Duplicate, character for character, the lines of the listing below that run from the line containing "403, row 62." through the line containing "column 221, row 463", both lines included.

╭─ Extracted records

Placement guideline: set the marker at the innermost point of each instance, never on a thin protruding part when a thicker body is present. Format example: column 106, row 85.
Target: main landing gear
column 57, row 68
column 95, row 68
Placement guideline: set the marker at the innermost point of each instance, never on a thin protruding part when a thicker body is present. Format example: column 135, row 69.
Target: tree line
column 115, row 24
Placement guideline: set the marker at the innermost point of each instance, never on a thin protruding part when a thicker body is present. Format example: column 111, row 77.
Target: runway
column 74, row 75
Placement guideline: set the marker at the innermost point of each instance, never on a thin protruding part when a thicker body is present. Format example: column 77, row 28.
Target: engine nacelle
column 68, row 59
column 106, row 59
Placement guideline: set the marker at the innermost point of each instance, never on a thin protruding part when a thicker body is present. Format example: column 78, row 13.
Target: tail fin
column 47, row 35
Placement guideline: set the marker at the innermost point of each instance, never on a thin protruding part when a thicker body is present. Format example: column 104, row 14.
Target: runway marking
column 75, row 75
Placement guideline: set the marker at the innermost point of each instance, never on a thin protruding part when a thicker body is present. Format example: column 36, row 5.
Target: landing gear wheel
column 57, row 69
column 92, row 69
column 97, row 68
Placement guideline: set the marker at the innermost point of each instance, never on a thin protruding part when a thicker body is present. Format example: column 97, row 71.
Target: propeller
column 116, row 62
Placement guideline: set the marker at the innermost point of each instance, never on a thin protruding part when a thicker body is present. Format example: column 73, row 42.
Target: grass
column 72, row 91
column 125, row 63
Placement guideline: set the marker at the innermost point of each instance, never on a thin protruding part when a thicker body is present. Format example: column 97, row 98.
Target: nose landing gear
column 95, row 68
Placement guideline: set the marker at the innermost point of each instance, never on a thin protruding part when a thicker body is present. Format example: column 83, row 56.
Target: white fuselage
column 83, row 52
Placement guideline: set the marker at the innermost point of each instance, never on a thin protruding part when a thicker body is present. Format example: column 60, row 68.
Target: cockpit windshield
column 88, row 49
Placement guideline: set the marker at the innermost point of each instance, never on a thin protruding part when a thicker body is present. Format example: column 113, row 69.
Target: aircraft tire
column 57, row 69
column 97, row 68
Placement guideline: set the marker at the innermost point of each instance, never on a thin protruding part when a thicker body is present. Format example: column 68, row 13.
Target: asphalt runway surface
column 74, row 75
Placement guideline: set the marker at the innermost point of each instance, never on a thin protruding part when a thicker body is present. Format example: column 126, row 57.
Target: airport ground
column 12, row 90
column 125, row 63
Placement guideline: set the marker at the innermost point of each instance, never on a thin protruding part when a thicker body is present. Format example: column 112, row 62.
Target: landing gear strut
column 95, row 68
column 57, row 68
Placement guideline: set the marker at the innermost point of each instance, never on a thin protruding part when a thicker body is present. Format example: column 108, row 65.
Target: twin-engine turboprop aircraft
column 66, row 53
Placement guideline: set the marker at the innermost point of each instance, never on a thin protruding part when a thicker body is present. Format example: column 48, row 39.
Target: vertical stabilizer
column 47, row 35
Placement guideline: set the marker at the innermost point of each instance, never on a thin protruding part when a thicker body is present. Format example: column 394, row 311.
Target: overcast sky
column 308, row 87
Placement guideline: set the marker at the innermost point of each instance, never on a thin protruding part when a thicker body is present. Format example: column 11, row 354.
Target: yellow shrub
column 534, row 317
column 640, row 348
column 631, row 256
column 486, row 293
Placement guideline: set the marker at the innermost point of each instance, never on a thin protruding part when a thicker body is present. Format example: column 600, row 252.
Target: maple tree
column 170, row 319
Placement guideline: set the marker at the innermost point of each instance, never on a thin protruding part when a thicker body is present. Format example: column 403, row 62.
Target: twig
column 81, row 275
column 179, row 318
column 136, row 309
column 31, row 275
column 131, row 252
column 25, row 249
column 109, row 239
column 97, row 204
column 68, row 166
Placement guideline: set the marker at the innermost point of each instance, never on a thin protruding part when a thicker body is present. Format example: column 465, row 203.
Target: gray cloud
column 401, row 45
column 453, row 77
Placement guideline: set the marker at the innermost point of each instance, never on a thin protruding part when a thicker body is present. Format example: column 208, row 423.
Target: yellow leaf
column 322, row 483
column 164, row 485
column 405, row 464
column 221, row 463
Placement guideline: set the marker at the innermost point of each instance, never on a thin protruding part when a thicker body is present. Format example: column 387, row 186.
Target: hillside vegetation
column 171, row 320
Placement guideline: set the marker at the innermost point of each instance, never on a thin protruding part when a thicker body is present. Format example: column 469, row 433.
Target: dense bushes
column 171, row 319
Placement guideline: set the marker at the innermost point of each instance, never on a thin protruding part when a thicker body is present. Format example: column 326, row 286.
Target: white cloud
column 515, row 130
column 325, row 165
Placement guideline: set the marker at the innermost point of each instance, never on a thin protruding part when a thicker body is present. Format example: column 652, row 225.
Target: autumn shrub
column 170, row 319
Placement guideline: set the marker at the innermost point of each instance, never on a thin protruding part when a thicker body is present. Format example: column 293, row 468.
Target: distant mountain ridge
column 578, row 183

╰─

- _Exercise result_:
Placement guideline: set the marker at the innermost point of each instance, never on a thin protruding part when a thicker body is present. Format example: column 403, row 62.
Target: twig
column 81, row 275
column 179, row 318
column 136, row 309
column 31, row 275
column 131, row 252
column 25, row 249
column 109, row 239
column 97, row 204
column 68, row 166
Placement guideline: set the marker at the innermost point of each instance, never on a thin protruding part when a thicker body is present. Format example: column 465, row 203.
Target: gray cloud
column 401, row 45
column 453, row 77
Placement guideline: set the marker at the innermost point of each instance, never on a thin protruding part when a thicker body is present. Format example: column 208, row 423.
Target: yellow leaf
column 322, row 483
column 164, row 485
column 405, row 464
column 221, row 463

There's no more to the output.